(Pointing dataset excerpts)

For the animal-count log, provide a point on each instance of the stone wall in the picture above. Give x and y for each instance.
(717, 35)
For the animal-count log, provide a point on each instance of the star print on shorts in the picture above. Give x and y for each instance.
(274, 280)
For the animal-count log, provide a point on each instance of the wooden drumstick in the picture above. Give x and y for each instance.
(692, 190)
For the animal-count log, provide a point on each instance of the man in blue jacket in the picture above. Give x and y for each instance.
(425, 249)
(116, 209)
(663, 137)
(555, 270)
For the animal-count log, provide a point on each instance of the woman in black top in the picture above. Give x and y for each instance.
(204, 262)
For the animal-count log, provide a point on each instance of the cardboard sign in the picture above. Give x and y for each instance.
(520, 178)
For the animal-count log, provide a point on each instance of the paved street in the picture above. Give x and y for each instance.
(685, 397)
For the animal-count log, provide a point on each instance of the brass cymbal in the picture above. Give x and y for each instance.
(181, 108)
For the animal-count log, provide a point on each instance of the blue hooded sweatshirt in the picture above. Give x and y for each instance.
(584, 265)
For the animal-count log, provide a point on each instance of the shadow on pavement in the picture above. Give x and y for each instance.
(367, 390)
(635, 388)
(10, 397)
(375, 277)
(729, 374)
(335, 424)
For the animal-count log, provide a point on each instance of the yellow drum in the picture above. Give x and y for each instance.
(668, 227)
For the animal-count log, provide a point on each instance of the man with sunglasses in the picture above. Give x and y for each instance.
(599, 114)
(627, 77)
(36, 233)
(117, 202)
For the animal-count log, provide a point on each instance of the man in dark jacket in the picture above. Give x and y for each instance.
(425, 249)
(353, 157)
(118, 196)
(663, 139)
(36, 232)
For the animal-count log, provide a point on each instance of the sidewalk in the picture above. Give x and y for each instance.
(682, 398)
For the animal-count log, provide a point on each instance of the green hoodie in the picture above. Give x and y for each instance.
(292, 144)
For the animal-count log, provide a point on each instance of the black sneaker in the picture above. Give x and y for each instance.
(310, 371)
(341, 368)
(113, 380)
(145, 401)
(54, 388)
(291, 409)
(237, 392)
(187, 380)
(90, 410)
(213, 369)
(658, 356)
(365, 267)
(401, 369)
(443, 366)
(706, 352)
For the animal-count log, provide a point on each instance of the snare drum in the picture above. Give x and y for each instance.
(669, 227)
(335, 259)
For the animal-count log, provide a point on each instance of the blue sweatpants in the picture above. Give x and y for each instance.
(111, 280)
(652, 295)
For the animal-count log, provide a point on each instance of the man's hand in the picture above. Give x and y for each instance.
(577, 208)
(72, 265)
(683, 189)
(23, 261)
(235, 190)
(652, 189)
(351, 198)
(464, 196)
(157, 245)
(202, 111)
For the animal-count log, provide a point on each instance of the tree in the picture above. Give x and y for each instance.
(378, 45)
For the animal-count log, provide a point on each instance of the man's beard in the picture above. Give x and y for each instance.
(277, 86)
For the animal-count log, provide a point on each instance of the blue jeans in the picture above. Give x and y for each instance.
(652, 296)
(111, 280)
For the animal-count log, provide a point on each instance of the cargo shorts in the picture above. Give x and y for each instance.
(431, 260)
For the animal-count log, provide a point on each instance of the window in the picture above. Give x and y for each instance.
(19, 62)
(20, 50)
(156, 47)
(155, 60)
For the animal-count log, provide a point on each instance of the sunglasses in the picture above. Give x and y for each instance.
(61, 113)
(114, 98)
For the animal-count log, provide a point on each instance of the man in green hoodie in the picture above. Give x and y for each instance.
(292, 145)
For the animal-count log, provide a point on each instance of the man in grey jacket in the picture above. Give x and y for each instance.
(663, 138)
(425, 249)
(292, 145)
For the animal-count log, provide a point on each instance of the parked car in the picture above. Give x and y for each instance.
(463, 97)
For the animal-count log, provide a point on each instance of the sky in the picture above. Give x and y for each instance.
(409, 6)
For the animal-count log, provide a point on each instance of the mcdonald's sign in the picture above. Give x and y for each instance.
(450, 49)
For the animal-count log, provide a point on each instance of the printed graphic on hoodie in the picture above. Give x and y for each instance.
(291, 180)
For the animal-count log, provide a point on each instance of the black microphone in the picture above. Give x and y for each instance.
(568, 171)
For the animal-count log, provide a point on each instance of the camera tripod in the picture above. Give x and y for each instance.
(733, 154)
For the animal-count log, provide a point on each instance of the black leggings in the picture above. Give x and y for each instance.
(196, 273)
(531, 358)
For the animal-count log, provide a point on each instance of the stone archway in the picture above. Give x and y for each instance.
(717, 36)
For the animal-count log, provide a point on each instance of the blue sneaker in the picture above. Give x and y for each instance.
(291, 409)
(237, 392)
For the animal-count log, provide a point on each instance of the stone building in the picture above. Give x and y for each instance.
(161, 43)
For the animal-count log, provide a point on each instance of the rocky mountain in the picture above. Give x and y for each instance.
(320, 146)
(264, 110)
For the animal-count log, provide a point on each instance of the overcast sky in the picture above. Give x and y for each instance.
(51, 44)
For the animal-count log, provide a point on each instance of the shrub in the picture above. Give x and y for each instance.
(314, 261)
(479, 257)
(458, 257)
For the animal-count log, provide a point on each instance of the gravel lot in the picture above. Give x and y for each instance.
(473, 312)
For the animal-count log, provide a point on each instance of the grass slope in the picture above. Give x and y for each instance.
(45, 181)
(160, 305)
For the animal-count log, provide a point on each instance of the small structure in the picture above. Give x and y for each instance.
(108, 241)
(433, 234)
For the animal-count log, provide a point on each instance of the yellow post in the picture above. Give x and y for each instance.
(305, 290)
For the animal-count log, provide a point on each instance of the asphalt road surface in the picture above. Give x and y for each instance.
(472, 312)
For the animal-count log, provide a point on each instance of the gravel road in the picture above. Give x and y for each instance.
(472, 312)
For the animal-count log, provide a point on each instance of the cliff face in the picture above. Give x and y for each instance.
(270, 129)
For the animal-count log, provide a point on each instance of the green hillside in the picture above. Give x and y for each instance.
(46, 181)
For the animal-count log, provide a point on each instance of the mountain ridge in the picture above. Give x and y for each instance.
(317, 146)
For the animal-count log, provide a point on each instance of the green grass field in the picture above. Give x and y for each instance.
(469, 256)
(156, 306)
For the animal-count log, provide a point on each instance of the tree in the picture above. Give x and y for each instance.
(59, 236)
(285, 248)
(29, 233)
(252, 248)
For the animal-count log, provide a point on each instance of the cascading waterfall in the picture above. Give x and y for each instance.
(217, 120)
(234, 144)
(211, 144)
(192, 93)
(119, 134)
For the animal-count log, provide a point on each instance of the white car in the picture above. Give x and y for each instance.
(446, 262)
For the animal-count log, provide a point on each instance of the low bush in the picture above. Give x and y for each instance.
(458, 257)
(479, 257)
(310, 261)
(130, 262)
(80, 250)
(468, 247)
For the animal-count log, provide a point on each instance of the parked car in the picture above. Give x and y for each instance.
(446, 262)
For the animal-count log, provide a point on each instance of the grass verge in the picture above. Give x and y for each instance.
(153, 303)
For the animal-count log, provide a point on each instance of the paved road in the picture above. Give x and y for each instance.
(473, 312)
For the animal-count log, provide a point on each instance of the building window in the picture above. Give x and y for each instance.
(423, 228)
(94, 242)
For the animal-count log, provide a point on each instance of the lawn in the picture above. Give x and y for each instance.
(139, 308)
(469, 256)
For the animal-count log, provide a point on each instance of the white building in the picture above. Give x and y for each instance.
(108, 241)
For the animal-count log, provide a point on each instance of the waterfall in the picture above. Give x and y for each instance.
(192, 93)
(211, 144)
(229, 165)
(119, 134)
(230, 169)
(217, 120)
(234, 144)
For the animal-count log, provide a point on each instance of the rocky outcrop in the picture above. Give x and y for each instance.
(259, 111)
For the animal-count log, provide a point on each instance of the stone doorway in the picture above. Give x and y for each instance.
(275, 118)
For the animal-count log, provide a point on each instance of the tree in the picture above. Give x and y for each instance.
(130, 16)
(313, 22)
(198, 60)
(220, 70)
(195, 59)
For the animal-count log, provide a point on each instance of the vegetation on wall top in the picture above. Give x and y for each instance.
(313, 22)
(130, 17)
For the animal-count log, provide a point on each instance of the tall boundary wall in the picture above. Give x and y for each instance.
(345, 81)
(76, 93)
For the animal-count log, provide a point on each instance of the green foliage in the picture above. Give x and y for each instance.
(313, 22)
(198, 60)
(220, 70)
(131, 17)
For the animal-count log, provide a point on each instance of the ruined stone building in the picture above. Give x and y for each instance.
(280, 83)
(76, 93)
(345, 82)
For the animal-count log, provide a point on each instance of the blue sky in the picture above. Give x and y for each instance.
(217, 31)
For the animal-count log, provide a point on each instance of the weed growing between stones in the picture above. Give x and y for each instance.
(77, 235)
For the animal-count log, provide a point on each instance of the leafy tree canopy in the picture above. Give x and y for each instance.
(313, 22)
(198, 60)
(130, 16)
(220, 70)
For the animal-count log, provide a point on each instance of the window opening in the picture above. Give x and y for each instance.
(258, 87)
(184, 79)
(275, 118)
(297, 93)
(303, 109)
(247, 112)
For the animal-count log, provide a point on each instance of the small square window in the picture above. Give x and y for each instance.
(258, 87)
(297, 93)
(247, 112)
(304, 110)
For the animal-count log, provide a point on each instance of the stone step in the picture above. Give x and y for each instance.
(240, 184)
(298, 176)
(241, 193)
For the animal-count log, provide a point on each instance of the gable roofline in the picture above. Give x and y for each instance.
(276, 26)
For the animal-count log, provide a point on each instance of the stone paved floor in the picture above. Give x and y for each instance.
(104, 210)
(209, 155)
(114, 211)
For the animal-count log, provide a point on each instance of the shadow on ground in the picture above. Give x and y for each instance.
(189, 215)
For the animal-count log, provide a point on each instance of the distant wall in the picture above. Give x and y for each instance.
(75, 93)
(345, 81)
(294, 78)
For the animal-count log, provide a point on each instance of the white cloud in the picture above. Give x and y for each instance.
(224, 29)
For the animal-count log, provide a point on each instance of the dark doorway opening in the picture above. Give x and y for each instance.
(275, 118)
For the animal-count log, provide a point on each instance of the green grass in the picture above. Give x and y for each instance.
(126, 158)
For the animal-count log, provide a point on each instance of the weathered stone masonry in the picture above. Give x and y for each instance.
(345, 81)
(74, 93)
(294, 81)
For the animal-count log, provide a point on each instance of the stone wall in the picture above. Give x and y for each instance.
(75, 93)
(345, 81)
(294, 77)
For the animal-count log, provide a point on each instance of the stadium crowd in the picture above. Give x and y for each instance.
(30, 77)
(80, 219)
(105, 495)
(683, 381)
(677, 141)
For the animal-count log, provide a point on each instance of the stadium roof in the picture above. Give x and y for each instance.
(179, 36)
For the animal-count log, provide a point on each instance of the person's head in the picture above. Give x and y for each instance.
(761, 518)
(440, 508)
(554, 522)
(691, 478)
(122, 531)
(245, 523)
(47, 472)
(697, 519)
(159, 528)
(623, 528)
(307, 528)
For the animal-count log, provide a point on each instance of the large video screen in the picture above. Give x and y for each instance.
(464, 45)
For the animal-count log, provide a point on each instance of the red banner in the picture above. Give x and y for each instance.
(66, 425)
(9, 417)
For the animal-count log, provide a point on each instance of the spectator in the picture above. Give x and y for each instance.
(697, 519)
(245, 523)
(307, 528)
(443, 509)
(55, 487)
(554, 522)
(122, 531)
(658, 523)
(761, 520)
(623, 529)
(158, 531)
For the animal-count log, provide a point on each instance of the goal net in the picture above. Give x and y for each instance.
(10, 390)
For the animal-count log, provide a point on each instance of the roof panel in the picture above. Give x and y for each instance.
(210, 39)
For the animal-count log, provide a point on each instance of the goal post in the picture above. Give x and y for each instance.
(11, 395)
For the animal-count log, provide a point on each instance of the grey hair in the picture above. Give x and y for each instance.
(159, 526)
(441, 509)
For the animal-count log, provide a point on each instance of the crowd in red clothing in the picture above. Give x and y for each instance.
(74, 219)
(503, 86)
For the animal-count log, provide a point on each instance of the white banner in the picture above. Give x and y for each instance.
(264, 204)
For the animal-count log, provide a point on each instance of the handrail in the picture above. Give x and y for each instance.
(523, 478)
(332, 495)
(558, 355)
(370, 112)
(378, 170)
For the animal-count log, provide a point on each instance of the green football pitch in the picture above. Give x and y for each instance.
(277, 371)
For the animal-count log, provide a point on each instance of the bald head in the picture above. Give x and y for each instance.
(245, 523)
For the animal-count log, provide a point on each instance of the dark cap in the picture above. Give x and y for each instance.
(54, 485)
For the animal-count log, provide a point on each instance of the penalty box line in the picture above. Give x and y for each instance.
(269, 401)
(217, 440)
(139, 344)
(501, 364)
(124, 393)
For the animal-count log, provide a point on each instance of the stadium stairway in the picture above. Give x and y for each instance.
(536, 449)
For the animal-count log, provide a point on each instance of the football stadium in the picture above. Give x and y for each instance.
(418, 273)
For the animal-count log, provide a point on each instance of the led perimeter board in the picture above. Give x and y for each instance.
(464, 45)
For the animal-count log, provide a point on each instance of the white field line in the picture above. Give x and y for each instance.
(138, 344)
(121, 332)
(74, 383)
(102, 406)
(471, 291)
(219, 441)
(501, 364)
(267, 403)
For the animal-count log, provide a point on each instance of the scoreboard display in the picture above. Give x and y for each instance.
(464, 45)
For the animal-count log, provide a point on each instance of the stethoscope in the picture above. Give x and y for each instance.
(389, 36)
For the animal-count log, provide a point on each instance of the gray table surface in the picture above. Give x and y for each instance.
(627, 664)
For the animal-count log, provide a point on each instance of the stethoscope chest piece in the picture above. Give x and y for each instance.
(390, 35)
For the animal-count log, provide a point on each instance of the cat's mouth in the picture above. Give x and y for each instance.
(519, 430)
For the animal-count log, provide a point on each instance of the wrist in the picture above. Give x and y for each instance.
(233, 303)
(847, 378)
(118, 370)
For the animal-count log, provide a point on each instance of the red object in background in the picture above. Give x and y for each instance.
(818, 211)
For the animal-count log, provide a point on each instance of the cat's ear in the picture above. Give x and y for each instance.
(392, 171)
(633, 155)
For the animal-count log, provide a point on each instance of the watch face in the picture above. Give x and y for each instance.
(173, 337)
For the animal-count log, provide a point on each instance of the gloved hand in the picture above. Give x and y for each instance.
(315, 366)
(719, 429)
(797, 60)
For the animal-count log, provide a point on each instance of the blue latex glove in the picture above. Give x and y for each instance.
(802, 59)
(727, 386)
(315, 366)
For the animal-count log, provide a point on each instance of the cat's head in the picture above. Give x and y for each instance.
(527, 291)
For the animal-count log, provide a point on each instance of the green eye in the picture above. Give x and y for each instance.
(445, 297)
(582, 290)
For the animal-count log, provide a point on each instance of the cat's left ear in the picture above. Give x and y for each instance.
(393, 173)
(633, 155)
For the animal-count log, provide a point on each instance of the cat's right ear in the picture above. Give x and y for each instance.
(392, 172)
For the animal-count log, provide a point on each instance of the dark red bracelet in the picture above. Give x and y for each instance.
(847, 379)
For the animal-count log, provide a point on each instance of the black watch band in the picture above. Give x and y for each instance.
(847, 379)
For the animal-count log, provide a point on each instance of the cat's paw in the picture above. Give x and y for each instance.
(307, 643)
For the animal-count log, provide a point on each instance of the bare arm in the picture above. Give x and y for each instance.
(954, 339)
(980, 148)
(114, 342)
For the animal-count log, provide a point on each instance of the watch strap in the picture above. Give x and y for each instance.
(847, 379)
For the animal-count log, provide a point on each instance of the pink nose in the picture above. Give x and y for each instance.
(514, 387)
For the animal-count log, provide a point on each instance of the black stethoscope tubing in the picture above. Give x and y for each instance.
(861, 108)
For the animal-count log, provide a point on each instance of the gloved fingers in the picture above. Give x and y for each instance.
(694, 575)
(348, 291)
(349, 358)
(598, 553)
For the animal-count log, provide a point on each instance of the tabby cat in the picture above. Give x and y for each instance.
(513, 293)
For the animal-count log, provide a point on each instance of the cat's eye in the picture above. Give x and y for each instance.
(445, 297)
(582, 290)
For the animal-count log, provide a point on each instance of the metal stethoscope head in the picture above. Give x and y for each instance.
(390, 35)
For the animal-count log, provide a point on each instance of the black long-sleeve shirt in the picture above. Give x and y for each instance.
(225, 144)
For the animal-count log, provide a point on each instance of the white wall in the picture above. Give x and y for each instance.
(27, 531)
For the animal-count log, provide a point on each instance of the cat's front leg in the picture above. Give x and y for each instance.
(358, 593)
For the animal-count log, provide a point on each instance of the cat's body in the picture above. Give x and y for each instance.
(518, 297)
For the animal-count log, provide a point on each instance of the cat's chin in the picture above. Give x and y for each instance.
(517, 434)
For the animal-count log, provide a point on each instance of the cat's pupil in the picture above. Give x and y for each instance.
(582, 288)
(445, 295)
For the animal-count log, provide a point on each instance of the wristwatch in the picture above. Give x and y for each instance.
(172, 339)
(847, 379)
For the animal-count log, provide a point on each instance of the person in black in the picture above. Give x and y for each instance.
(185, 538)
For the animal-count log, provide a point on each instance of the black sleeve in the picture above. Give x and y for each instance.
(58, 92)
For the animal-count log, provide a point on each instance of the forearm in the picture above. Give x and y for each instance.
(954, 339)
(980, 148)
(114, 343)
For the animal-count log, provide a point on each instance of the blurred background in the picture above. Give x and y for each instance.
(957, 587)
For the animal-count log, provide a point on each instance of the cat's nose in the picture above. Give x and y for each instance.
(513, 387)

■ **Written instruction**:
Print nothing but the lines from the line with "of the wristwatch" to the last line of the records above. Both of those lines count.

■ **Finished exercise**:
For the animal-count log, provide a point on each instance of the wristwatch in the picture above. Give x and y for each instance.
(172, 339)
(847, 379)
For the animal-count log, provide a point on each instance of the person in black in the picture above. Give x and y for each instance.
(185, 538)
For the animal-count log, provide a point on each instance of the black sleeve in the picture above. Give x and y for each instance.
(58, 92)
For the animal-count log, provide a point on each instance of the forearm in the picture above. Give x and y for each instance.
(954, 339)
(980, 148)
(114, 343)
For the animal-count log, provide a point on each instance of the blurred background in the picture above. Give x and y for each instance.
(957, 587)
For the animal-count log, provide a point on each instance of the cat's nose in the picture above. Give x and y for each instance.
(513, 387)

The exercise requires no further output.